Task brief: Write out all of the material below again word for word, without the pictures.

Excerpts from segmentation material
==*==
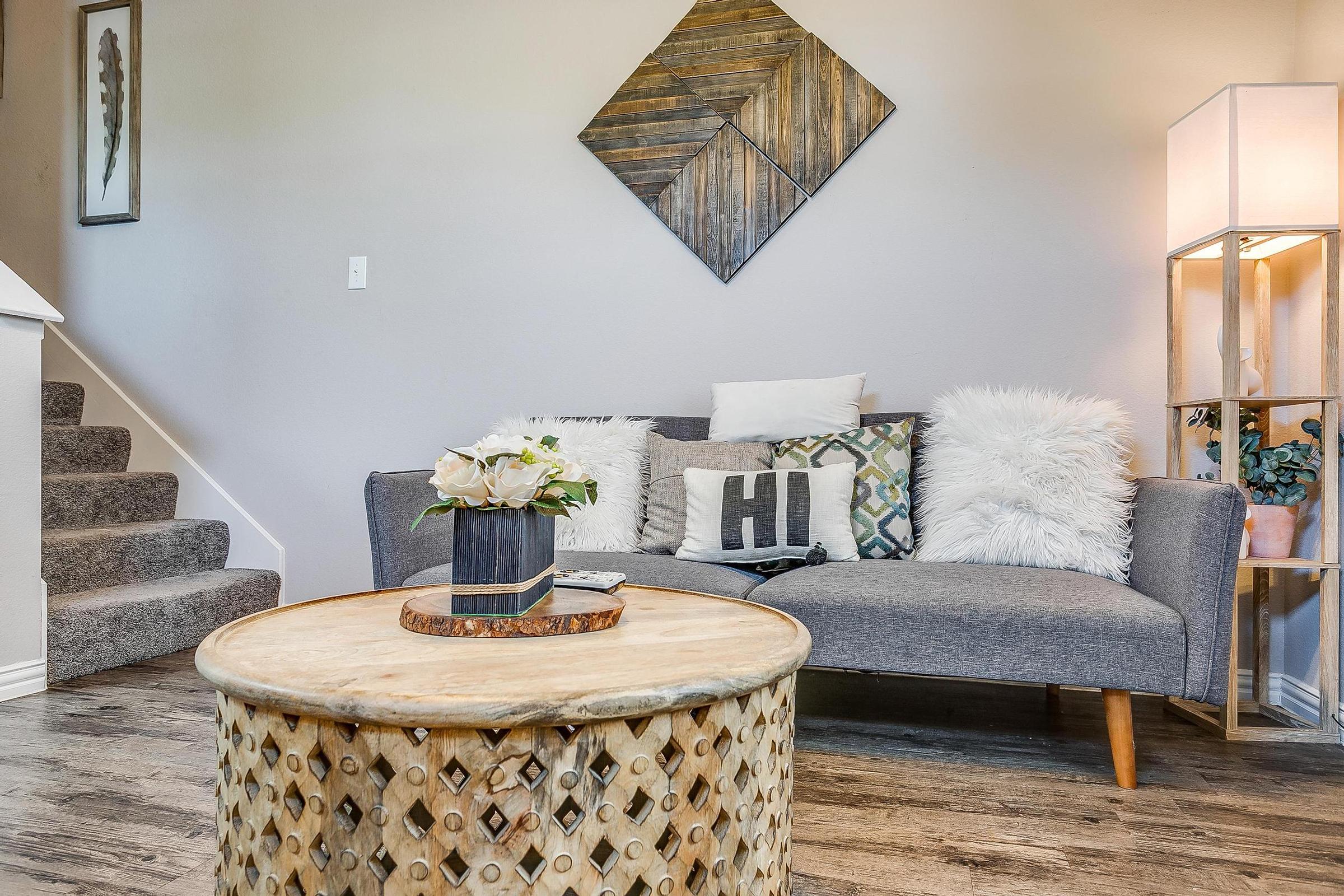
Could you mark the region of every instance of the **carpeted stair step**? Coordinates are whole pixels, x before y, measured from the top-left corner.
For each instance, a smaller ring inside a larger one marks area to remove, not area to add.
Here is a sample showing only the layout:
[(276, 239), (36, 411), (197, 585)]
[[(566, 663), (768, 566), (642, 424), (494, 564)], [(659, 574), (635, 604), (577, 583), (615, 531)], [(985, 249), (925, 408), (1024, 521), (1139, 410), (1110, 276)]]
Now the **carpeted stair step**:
==*==
Answer for this exercise:
Could you mark the region of every instance of the **carpeted stair step**? Coordinates are whole pixels, x before y, measured from the top-left corner.
For each instance, a smaller ring inside a larger one marks area to remove, not area to add.
Here is a sample showing only the layout:
[(276, 239), (36, 411), (197, 585)]
[[(566, 663), (768, 566), (642, 424), (494, 564)], [(659, 574), (635, 604), (577, 583), (615, 531)], [(985, 249), (925, 408), (1024, 521), (1139, 410), (1110, 276)]]
Now the **carpeted stair step**:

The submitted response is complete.